Monday, May 26, 2008
Manageable Complexity
************************
Very Minor Spoiler Alert,
that you probably already
know if you've watched any
of the trailers
************************
Sean Connery is *not* in the movie. They say he "died" or something, then go back to punching bad guys. Shia LaBeouf *is* in the movie, and he takes on the standard Indiana Jones role of runner-up, doing the 2nd half of all the good-guy action sequences.
I did think it was interesting, given how much they must have offered to get Harrison Ford to sign on for the film, and the fact that this is almost certainly the last Indiana Jones movie, that they didn't pull out all the stops and bring in Sean Connery, Gimli the Dwarf, and everyone else from the previous movies.
But I suppose the screenwriters were a little too smart for that, and a little smarter than many game developers. Indiana Jones has a pretty specific formula - you've got Indy in the center, a 2nd character for him to make snide comments to and to do silly 2-person co-op punching stunts with, and then one or two additional allies that mostly bumble around and remind you that he's not like the other "professors." This isn't an X-Men movie, and trying to have more than a couple substantial characters would take too much away from the action, especially if you're trying to tie everything up in a finale. For examples, see X3, Pirates 3, LotR 3 (even Tolkien made that mistake). The last Potter book is a brilliant counter-example, but they've already announced they'll have to take two films to do it justice, so I think it still proves my point.

## Task instructions
**A.** In the blog post about the Indiana Jones movie, who takes on the runner-up role in the film?
**B.** Repeat the stretch of the Indiana Jones post from "Monday, May 26, 2008" through "good-guy action sequences.".
**C.** Carry on the blog post about the Indiana Jones movie from the point where it stops.

## Recorded information
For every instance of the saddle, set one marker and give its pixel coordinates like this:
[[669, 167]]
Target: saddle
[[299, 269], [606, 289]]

## Responses to the tasks
**A.** Shia LaBeouf

**B.**
Monday, May 26, 2008
Manageable Complexity
************************
Very Minor Spoiler Alert,
that you probably already
know if you've watched any
of the trailers
************************
Sean Connery is *not* in the movie. They say he "died" or something, then go back to punching bad guys. Shia LaBeouf *is* in the movie, and he takes on the standard Indiana Jones role of runner-up, doing the 2nd half of all the good-guy action sequences.

**C.**
But how often do you see a video-game sequel that for each new feature remembers to throw out an old one? Starcraft 2 comes to mind - I heard that the number of unique units was going to be similar to the original, in order to make each unit meaningful. But too often we view each feature as an incremental, always-positive improvement, and why throw out perfectly good code while you're adding more code? It's easy too forget the cost of complexity, the narrowing of demographics that occurs when your tutorial only covers the new features you've added for the sequel, and the pure intimidation factor of having 20 functions mapped to the controller, even if all of them would be fun on their own.
You're best off just finding the base formula that "works" for your game, and executing that, no more, no less. Hell, this advice ought to be heeded even if you're making the *first* game in a series. And best of all, doing less is cheaper, too!
Sunday, May 18, 2008
The Truman Show
Reminded me alot of streaming, open-world games - it's an almost exact analog equivalent for what we do in a streaming world. But in both cases - the only reason we go to such absurd lengths to start and stop pockets of reality around the protagonist is because of resource constraints. It'd be easier, and take less work and thought (although far more resources), to just fully populate the entire virtual world, 24 hours of every day. So while on the one hand, in both cases, we have a world that when perceived by the viewer, is extremely dense, populated, and realistic, we're actually cutting corners wherever we can behind the scenes.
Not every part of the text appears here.